══ Source document ══

By episode’s end, both Jamie and Claire have made life-changing decisions — Jamie by turning himself in and facing years, or possibly a lifetime, in prison, and Claire by enrolling in medical school. They’ve both been feeling trapped by what their lives have become, although Claire is opening a door to professional freedom and achievement, while Jamie will not be free for a long, long time.

The episode title, “Surrender”, is an interesting choice. Jamie has surrendered to the British, but I’d say he’s also surrendered his isolation and mourning, finally giving in to the reality of his life without Claire. He’s lived in limbo for all these years, but now he’s accepting that this is the life he has. Claire makes it clear that she’ll never give up her longing for Jamie, but she too takes steps in this episode to embrace living this new version of a life — and while she’ll never fully connect with Frank (could there be a wider gulf than the foot separating their two beds?), she’s surrendered to the need to find meaning where and when she is. A surrender is not a happy condition — it implies giving up and giving in — but there’s also an element of acceptance: The person surrendering can’t have what he or she truly wanted, and now they agree to move forward and accept the punishment or consequences, without what they desire most.

═══
══ Records provided ══

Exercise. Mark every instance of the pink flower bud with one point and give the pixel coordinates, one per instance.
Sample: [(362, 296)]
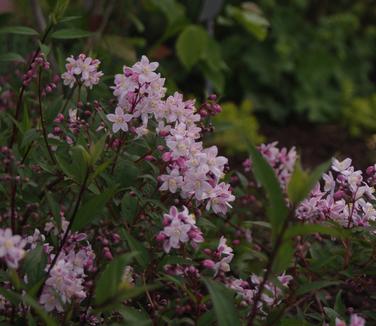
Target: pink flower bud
[(164, 133), (167, 156), (149, 158), (207, 251), (208, 263), (160, 237)]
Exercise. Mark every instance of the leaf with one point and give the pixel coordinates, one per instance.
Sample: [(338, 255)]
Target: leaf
[(108, 284), (134, 317), (92, 208), (252, 21), (11, 56), (339, 306), (223, 303), (129, 207), (20, 30), (277, 210), (313, 286), (304, 229), (96, 149), (15, 298), (284, 257), (70, 33), (34, 264), (137, 247), (190, 45), (301, 183)]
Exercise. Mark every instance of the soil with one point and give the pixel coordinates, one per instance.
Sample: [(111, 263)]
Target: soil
[(317, 143)]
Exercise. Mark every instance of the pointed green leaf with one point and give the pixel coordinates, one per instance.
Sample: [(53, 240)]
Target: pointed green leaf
[(223, 303)]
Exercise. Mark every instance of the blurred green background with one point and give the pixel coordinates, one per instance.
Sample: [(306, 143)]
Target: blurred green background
[(299, 71)]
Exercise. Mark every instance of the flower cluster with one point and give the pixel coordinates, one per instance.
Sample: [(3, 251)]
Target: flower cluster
[(82, 70), (193, 170), (344, 197), (281, 160), (39, 62), (66, 281), (11, 248), (179, 227), (271, 294), (355, 320), (220, 258)]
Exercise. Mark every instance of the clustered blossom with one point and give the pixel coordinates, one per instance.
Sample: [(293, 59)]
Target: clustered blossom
[(280, 159), (39, 62), (11, 248), (82, 70), (66, 281), (271, 295), (192, 170), (221, 258), (355, 320), (179, 228), (344, 197)]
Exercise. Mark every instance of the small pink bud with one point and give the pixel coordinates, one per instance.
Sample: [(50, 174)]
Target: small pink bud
[(164, 133), (160, 237), (208, 263), (108, 255), (149, 158), (167, 156)]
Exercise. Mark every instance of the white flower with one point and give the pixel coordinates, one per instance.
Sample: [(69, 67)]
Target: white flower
[(341, 166), (119, 119)]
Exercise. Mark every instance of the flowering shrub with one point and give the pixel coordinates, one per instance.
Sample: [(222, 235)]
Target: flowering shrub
[(114, 211)]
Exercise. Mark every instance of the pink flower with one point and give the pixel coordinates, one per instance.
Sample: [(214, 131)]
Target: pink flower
[(145, 70), (119, 120), (82, 70), (11, 248), (179, 228)]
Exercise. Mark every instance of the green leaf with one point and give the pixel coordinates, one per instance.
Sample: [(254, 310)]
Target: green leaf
[(134, 317), (96, 149), (284, 257), (20, 30), (190, 45), (34, 264), (70, 33), (11, 56), (92, 208), (223, 303), (137, 247), (59, 10), (304, 229), (108, 284), (28, 300), (252, 21), (277, 210), (314, 286), (129, 207), (301, 183), (339, 306)]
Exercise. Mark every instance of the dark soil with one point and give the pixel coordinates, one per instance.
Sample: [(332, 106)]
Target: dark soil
[(317, 143)]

═══

(Assignment 1): List every person the episode commentary names.
(Assignment 2): Summarize the episode commentary in two sentences.
(Assignment 3): According to the episode commentary, what does Claire enroll in?

(Task output 1): Jamie, Claire, Frank

(Task output 2): By the end of the episode, Jamie turns himself in and faces years or possibly a lifetime in prison, while Claire enrolls in medical school, both having felt trapped by what their lives have become. The title "Surrender" fits both: Jamie gives up his isolation and mourning and accepts his life without Claire, and Claire, while still longing for Jamie and never fully connecting with Frank, accepts the need to find meaning where and when she is.

(Task output 3): Medical school.